Excerpt provided:

=======

# Pressure Washer



## f350ca (Apr 29, 2016)

I need all the help I can get when it comes to keeping things clean. Was given a little portable electric pressure washer years ago. It only worked long enough to convince me the gas one was a pain, its never been started again. The one I have now is sufficient, but by the time I dig it out of the back of the shop, hook up the hose, find the wand plug it in drag it out side its usually easier to leave things dirty. Thats what happened the last time I had the atv's out. So I decided to have a permanently mounted one by the door. Started looking at pumps, some junk then looked at commercial ones, then industrial. In the end bought a made in Italy Comet brand triplex.



Had a pump from a jacuzzi that someone gave me. Its 220 volt and 15 amp on its high speed of 3400 rpm, so guessing around 3 hp, a little more than they recommended for the pump.




The shaft however was 1/2 inch with a 3/8 thread on the end. Built it up with the mig. (no pictures, it wasn't pretty), as usual the end warped so I used the steady rest on the bearing surface and re-centered the end.




Turned it between centers or collet and centre to 5/8 to match the pump. Its now in the mill, ready for a keyway after coffee.

Greg


----------



## TOOLMASTER (Apr 29, 2016)

just mount the motor on the bed,turn it on and cut ;-)


----------



## f350ca (Apr 29, 2016)

=======

Exercise tasks:
1: In the pressure washer thread, what brand of pump did the first poster buy, and where was it made?
2: Write the next part of the pressure washer thread, starting right after its final line.

[Point labeling records]
=======

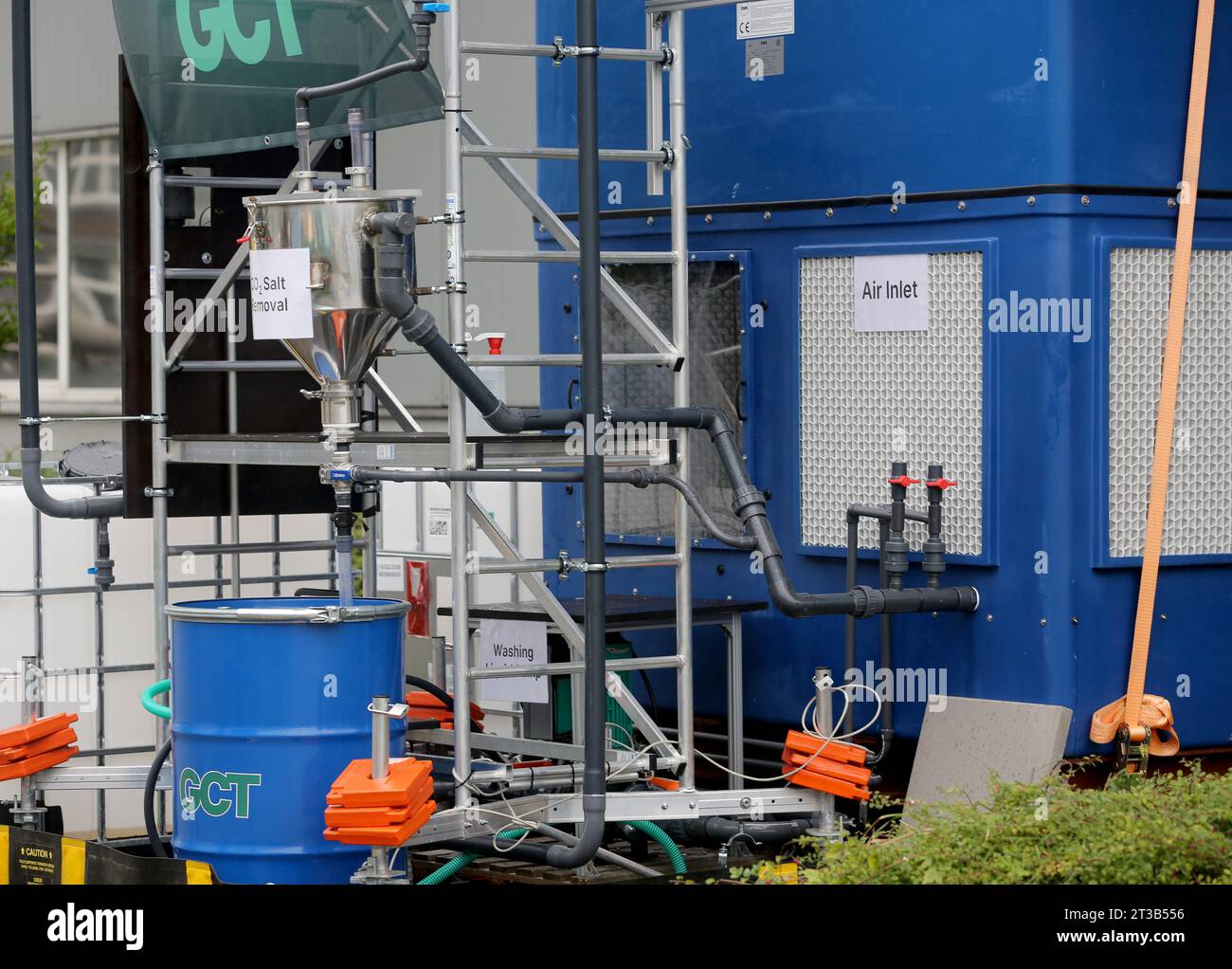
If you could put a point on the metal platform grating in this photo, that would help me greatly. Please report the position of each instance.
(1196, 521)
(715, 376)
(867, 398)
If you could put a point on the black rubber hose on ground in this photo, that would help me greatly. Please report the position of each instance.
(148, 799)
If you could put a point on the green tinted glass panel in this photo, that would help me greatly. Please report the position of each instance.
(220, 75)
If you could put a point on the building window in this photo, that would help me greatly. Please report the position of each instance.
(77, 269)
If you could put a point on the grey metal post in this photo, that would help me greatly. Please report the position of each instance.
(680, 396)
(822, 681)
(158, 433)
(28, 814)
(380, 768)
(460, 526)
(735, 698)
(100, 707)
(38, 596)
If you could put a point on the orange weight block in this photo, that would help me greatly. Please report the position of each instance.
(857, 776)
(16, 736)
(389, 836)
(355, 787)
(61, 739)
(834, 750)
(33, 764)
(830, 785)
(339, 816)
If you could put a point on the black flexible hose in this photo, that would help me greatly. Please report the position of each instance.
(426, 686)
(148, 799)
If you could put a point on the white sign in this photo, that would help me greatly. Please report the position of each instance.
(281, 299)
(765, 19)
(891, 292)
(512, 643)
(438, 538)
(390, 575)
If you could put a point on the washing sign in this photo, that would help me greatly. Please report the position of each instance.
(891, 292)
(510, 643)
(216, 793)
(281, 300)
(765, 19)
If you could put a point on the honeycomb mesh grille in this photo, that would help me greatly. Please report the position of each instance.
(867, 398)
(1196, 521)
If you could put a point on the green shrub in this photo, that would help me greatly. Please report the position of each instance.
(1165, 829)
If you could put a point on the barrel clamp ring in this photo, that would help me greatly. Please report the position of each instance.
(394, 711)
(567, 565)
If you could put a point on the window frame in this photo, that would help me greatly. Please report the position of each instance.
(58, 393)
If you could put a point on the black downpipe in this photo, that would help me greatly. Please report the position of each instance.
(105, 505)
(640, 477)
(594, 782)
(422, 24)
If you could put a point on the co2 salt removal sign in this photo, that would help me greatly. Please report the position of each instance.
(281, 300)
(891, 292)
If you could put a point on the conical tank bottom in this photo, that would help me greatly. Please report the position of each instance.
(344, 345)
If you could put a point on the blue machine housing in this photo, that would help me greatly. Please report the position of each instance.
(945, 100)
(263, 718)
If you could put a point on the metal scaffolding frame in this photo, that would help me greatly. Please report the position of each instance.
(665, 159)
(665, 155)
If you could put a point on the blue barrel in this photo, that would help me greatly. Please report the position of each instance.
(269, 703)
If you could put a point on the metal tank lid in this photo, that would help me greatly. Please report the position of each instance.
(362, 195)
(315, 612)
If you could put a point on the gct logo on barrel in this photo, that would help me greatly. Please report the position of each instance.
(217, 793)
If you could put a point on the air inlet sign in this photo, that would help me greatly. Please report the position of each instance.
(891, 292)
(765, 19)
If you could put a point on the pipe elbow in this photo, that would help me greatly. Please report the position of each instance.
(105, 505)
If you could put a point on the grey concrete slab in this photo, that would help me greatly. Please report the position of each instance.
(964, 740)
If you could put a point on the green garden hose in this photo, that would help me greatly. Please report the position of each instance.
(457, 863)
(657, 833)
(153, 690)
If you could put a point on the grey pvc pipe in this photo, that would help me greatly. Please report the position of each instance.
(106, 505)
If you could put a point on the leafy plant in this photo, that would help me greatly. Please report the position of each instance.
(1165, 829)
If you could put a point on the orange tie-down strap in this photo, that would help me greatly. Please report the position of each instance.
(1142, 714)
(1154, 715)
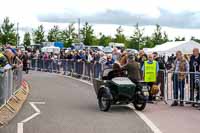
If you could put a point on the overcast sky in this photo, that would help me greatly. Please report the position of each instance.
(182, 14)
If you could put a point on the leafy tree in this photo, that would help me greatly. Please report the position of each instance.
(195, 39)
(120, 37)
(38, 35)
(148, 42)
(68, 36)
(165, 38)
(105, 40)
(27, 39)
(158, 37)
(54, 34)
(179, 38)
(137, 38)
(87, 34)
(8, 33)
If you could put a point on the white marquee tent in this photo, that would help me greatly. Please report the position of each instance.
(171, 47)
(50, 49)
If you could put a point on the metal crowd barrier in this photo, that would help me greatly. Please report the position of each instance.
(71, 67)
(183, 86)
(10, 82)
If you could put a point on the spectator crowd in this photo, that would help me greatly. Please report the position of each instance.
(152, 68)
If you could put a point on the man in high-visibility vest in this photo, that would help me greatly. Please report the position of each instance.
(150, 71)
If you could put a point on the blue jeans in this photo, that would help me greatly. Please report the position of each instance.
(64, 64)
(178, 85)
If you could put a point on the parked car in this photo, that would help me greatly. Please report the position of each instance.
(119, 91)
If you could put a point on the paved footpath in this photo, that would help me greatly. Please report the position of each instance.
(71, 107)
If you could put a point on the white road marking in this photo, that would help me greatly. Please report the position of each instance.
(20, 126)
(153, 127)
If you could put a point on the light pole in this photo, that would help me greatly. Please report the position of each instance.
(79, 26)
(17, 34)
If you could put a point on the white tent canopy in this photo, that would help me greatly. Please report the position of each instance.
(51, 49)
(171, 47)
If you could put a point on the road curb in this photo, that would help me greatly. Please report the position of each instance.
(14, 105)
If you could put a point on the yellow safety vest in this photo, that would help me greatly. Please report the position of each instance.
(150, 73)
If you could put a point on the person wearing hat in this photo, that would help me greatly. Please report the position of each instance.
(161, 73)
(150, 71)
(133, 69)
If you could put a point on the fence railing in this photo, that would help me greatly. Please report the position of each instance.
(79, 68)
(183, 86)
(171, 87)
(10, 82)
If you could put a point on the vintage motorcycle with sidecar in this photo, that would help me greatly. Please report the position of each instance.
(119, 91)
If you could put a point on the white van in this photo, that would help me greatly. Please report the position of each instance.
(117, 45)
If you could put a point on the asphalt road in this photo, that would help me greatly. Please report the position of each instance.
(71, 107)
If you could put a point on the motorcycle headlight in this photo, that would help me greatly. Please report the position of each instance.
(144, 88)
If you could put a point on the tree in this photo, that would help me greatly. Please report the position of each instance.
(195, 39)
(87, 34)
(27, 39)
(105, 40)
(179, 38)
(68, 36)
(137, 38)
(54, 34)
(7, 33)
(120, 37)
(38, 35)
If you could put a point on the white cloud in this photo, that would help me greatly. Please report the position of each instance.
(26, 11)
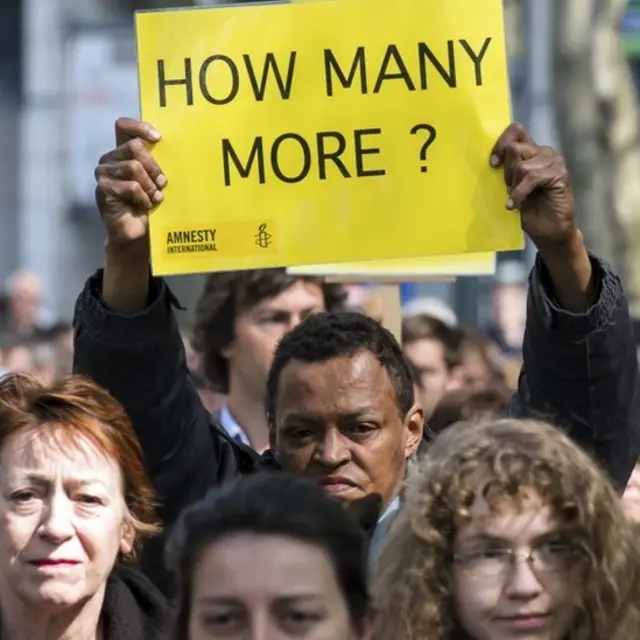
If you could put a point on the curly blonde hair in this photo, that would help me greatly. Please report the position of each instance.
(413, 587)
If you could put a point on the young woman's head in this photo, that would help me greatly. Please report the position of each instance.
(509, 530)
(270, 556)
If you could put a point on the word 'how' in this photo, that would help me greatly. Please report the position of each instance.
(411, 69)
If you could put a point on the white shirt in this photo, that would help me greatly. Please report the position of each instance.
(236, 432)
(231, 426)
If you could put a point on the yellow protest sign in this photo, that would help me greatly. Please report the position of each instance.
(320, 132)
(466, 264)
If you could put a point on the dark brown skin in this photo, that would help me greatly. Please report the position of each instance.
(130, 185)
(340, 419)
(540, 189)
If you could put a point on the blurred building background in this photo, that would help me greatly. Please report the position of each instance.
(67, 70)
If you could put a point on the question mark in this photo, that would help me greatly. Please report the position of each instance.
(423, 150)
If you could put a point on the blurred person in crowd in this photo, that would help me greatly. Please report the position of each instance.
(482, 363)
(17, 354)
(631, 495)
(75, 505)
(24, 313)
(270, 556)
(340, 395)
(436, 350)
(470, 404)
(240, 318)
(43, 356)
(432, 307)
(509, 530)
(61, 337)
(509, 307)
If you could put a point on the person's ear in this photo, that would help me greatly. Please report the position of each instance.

=======

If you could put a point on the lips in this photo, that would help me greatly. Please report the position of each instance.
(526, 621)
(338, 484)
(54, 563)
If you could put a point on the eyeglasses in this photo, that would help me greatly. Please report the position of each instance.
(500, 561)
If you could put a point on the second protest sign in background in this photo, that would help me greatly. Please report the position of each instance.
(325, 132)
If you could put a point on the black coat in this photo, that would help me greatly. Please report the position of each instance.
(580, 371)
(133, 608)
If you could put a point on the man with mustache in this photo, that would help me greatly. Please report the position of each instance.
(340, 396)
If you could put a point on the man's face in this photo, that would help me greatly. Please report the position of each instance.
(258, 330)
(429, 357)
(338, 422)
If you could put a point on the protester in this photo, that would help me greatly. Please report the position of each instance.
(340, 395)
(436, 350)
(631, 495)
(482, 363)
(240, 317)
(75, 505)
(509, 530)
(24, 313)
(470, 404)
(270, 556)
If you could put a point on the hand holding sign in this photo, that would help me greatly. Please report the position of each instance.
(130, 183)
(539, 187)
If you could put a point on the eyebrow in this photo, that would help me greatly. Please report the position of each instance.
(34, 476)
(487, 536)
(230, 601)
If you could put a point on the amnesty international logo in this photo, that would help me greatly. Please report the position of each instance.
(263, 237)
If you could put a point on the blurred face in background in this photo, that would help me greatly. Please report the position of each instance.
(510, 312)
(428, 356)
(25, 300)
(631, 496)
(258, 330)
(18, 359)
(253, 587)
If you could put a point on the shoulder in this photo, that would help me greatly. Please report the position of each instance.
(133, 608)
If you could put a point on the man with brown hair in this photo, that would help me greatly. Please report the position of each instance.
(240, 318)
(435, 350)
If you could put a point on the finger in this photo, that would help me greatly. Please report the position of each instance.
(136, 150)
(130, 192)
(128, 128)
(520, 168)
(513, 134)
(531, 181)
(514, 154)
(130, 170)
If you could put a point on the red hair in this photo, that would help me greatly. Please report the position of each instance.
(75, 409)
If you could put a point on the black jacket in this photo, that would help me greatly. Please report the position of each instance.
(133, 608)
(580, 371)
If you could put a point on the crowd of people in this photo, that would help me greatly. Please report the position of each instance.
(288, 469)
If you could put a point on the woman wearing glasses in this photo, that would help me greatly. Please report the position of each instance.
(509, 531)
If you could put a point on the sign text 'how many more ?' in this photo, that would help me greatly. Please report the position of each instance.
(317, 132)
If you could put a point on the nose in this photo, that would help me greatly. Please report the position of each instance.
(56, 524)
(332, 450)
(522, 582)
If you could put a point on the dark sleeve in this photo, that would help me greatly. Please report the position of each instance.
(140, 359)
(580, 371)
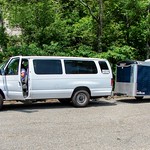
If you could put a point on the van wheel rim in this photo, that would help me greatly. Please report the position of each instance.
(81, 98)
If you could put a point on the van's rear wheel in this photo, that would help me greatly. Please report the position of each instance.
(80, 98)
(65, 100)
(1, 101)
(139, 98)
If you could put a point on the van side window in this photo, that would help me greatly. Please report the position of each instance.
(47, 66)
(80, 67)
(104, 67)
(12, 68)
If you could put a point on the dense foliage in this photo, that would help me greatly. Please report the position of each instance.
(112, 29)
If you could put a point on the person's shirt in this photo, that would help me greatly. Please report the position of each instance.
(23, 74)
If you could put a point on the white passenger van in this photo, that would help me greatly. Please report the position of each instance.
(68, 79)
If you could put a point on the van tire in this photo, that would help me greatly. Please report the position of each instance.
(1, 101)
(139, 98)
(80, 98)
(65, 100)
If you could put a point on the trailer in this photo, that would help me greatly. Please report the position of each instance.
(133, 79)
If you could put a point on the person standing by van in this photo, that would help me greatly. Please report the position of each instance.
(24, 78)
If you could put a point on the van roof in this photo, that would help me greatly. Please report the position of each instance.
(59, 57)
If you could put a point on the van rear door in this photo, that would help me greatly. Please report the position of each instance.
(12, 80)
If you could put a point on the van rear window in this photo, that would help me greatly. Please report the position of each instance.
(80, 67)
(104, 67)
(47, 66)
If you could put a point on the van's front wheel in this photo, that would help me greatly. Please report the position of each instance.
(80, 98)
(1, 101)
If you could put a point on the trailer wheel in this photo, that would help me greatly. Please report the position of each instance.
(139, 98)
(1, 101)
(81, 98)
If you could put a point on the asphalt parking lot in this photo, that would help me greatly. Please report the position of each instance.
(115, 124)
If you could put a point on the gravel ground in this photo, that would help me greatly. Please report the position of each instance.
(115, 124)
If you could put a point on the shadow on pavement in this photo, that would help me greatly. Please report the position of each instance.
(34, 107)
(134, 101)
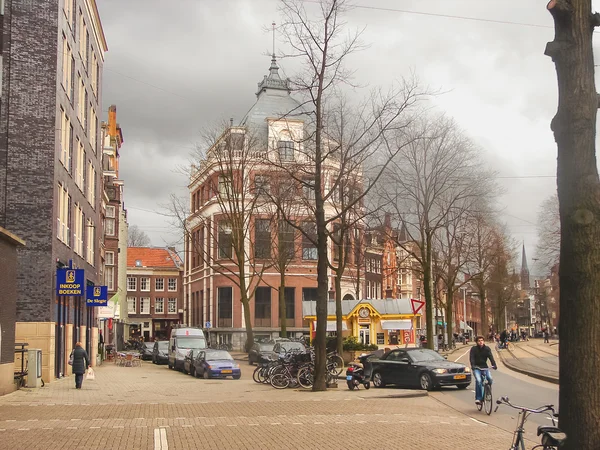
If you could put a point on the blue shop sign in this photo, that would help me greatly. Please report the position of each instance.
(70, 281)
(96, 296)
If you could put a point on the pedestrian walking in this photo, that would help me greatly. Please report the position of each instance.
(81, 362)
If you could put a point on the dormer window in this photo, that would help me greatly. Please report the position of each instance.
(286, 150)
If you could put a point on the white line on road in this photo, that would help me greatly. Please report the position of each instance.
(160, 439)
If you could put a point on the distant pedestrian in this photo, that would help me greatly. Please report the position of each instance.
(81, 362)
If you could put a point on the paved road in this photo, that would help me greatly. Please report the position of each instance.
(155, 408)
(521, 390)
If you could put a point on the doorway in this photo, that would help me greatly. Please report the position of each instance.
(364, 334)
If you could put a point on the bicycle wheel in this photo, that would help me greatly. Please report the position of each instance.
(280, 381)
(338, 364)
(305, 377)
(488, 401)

=======

Outputs in order:
1: A Comet brand triplex pump made in Italy.

2:
Now why didn't I think of that, could have had it running when I built it up too, but guess the ground would have wrapped up pretty quick.
The keyway done.



being that its not a flange mount motor that ring wasn't 4 1/2 OD so had to make an adapta plate.




Now it gets interesting, making silk purses out of sows ears. The bolt patterns for the motor and pump aren't quite the same but real close. So the plan is to drill and thread the plate for the larger pump mount studs, Loctite them in then, drill and thread those for the motor bolts. HUM


----------



## Grumpy Gator (Apr 29, 2016)

_Heck if it was easy anyone could do it._
_*G*_


----------



## f350ca (Apr 30, 2016)

Finished up the adapta plate. The offsets for the holes were 0.045 out x and y. As planed used loctite on the studs and held them with jam nuts while drilling and threading for the motor bolts.




Not the most conventional method of fastening but it seams to have worked.




Greg


----------



## JimDawson (Apr 30, 2016)

I love the mounting bolt solution, very creative.  I'm gonna have to remember that one.


----------



## f350ca (Apr 30, 2016)

Thanks Jim, we got lucky on that one. I hadn't bothered to grow it out, was afraid the second hole would end up half in the stud and half in the aluminum, would have been a bear to tap.

Greg


----------



## f350ca (Apr 30, 2016)

Have the pump mounted and some of the plumbing done. Need to get to town for some conduit to run a 220 circuit over to it and a couple more fittings.



Greg


----------



## f350ca (May 1, 2016)

Had the pump in the corner of the shop, there was no room for a real, decided coiling the hose would get old and messy quick so today I made a real and moved the pump over too a open part of the wall.




Greg


----------



## f350ca (May 3, 2016)

Decided to use a contractor for the on/off, gives me the option of a pressure switch to turn it off if I want. Needed an enclosure for the relay and 24 volt transformer, Cut it out on the plasma table from a shelf out of some office furniture.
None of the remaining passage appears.